_Objectif_:
Extrayez mot pour mot, dans l'article ci-dessous sur la Guinée équatoriale, le passage allant de « D’un monde à » jusqu'à « Lecture : 6 minutes. » inclus.

D’un monde à l’autre

Quatorze ans après l’extraction de son premier baril de pétrole, le pays connaît une profonde mutation. Et s’ouvre de plus en plus vers l’extérieur.

Publié le 14 février 2006 Lecture : 6 minutes.

Plage d’Arena Blanca sur l’île de Bioko, un dimanche de janvier. Une dizaine de bruyants Américains employés par une société pétrolière texane prennent un bain de soleil en sirotant une bière. Quelques vagues plus loin, des expatriés du bâtiment, européens et africains, s’ébattent joyeusement dans l’eau, sous les yeux amusés de quelques Équatoguinéens en promenade. Une scène devenue courante à la suite du renforcement de la présence étrangère dans le pays. Et qui témoigne de l’engouement des Occidentaux en quête de primes conséquentes. Quatorze ans après l’extraction de la première goutte d’or noir, la Guinée équatoriale attire toujours les compagnies étrangères, qui lorgnent les ressources énergétiques et les juteux contrats de construction. Jouissant d’un nouveau statut et surtout de revenus dignes d’un émirat, le pays opère sa mue, histoire d’offrir une image plus conforme à son nouveau train de vie et d’accueillir honorablement ses hôtes. Les grandes agglomérations connaissent une expansion considérable, favorisée par la construction d’axes routiers et l’intensification des échanges commerciaux. Le parc automobile explose, et les conducteurs en arrivent à pester contre les bouchons, chose inimaginable il y a seulement cinq ans. Alors qu’elles regroupaient à peine 30 % de la population totale en 1983, les villes en concentrent près de la moitié aujourd’hui. Malabo, la capitale, et Bata, la métropole continentale, qui comptent chacune plus de 130 000 habitants, se sont profondément métamorphosées pour faire face au développement des activités économiques. Sur l’île de Bioko, la capitale possède un nouvel aéroport, des sites réservés aux compagnies pétrolières et à leurs personnels, ainsi que de nouveaux bureaux et logements Même chose à Bata, où les hôtels poussent comme des champignons. La ville s’est agrandie. Elle comprend un nouveau quartier, Bata II, et une promenade, le Paseo. Parallèlement, les axes routiers s’améliorent.
Des casinos s’implantent aux quatre coins des deux grandes villes du pays, tout comme les restaurants, bars et lieux de distraction nocturne. Les déchets n’envahissent plus les caniveaux et les trottoirs. « Les autorités ont tapé du poing sur la table, particulièrement à Malabo où Madame le maire a déclaré qu’elle n’hésiterait pas à distribuer des amendes aux pollueurs. Les agents municipaux ont également repris du service pour nettoyer le centre-ville », explique Maria, une habitante de la capitale. Longtemps isolés et coupés du monde extérieur, les Équatoguinéens ont dorénavant accès à l’Internet haut débit – bien que son coût soit encore prohibitif dans les cybercafés, 1 000 F CFA la demi-heure – au mobile et à la télévision par satellite. Autre point positif, les délestages électriques sont moins fréquents dans les grandes villes. Reste le problème de l’accès aux ressources hydriques. Alors que le pays, abondamment arrosé lors des deux saisons des pluies, compte de nombreuses ressources en eau, le réseau d’adduction est vétuste et le service de distribution encore très médiocre. Dans les quartiers pauvres, la population se presse toujours, dès l’aube, autour des fontaines publiques pour ramener de quoi boire, se laver et cuisiner pour la journée. Une situation insupportable à laquelle les autorités comptent désormais remédier. La remise en état et l’extension du réseau de distribution ont été confiées à deux entreprises étrangères, une tchèque pour Malabo et une chinoise pour Bata. Mais les travaux devraient durer au moins deux ans.

_Données fournies_:
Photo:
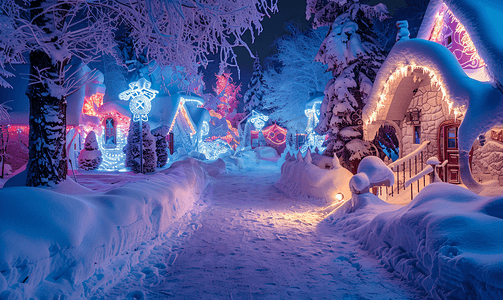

_Réponse attendue_:
D’un monde à l’autre

Quatorze ans après l’extraction de son premier baril de pétrole, le pays connaît une profonde mutation. Et s’ouvre de plus en plus vers l’extérieur.

Publié le 14 février 2006 Lecture : 6 minutes.